GOAL OF THE EXERCISE
Find the line that contains "# point at: butterfly antenna" and print it and every line after it, exactly, please.
———
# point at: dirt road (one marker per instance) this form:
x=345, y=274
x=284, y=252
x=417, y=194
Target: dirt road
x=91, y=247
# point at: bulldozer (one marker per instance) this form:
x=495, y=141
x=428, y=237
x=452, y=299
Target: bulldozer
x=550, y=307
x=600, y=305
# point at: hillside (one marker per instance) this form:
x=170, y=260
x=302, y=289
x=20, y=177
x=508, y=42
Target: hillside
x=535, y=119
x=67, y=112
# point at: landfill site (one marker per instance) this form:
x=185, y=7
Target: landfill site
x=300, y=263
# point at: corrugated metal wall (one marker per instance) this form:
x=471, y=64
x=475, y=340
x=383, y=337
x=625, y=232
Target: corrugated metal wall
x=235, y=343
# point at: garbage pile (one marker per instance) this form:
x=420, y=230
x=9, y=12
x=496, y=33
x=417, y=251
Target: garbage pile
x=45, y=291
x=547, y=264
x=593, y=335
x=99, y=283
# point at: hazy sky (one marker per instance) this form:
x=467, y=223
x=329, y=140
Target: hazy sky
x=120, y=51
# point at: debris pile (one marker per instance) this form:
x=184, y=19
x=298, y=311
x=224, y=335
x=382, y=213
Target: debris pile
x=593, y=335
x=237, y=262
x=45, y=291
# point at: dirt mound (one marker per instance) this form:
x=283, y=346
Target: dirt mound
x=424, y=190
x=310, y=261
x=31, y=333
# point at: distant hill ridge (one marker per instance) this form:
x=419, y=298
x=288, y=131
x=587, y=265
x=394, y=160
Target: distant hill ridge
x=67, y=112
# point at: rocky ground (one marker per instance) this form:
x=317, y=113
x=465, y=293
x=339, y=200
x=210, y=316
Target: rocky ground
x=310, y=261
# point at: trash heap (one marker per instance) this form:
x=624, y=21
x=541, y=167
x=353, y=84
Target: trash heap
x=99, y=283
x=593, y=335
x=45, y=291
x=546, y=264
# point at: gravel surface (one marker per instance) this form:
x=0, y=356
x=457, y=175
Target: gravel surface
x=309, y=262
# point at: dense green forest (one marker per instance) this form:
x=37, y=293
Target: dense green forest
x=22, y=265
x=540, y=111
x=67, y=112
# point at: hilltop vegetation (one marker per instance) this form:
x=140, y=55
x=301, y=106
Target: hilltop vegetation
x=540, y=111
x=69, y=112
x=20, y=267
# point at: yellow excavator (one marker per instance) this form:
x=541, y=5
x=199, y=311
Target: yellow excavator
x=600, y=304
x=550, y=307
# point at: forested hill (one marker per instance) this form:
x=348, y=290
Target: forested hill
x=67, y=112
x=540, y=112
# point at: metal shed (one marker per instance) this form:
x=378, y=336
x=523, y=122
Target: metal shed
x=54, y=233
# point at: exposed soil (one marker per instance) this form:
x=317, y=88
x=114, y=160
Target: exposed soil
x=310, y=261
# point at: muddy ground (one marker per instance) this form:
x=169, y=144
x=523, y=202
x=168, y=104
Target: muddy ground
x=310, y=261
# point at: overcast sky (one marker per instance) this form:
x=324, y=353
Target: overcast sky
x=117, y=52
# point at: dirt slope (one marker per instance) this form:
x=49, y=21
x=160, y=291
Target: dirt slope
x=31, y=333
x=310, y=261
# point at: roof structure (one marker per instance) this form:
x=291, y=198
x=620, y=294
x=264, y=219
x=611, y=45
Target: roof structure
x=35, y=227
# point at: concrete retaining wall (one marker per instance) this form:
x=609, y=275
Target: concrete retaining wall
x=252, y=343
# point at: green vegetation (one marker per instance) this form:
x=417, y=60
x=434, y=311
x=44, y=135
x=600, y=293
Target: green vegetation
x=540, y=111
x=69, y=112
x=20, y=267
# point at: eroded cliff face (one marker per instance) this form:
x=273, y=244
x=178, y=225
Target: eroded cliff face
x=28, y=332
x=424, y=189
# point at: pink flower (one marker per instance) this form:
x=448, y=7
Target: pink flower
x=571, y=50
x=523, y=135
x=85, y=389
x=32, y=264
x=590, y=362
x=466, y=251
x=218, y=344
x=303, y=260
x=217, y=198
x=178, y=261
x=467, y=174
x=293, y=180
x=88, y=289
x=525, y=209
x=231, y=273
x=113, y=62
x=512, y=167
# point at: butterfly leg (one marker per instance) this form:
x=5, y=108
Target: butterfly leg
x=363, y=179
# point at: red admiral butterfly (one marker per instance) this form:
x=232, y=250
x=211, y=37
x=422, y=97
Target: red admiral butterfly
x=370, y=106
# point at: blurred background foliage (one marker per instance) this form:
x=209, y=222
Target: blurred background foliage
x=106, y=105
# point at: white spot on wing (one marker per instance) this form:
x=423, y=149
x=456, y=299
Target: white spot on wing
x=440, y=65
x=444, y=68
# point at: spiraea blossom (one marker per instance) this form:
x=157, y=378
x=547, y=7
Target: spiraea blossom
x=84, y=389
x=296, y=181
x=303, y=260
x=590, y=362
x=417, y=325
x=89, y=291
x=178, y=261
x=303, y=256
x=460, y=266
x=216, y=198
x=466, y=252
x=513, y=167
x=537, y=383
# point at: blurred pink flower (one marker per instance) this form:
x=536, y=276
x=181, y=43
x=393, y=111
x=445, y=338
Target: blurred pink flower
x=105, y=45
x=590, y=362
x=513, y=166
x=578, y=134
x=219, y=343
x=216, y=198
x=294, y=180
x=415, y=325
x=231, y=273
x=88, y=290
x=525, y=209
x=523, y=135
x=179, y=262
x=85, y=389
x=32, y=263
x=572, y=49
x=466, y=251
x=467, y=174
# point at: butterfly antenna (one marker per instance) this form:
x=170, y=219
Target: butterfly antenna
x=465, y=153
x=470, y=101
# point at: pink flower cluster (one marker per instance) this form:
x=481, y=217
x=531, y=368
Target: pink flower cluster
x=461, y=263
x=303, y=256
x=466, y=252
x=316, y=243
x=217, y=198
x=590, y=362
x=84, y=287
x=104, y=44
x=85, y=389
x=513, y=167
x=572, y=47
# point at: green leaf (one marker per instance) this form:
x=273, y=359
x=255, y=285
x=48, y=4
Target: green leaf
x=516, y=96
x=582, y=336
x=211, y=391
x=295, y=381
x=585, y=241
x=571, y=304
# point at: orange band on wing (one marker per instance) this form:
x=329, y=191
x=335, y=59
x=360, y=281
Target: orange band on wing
———
RESULT FOR THIS TASK
# point at: butterfly antenna (one marker per instance) this form:
x=170, y=219
Target: butterfly antenna
x=465, y=153
x=470, y=101
# point at: pink flower cluster (one marker per instance) this form:
x=481, y=217
x=531, y=368
Target: pink flower cluster
x=461, y=263
x=303, y=256
x=466, y=252
x=316, y=243
x=217, y=198
x=590, y=362
x=84, y=287
x=104, y=44
x=85, y=389
x=513, y=167
x=572, y=47
# point at: green leaf (one marker per instance) this form:
x=273, y=359
x=255, y=285
x=48, y=4
Target: green leaf
x=516, y=96
x=582, y=336
x=211, y=391
x=295, y=381
x=585, y=241
x=571, y=304
# point at: orange band on wing (one marker per instance) this form:
x=329, y=191
x=335, y=59
x=360, y=281
Target: orange band on wing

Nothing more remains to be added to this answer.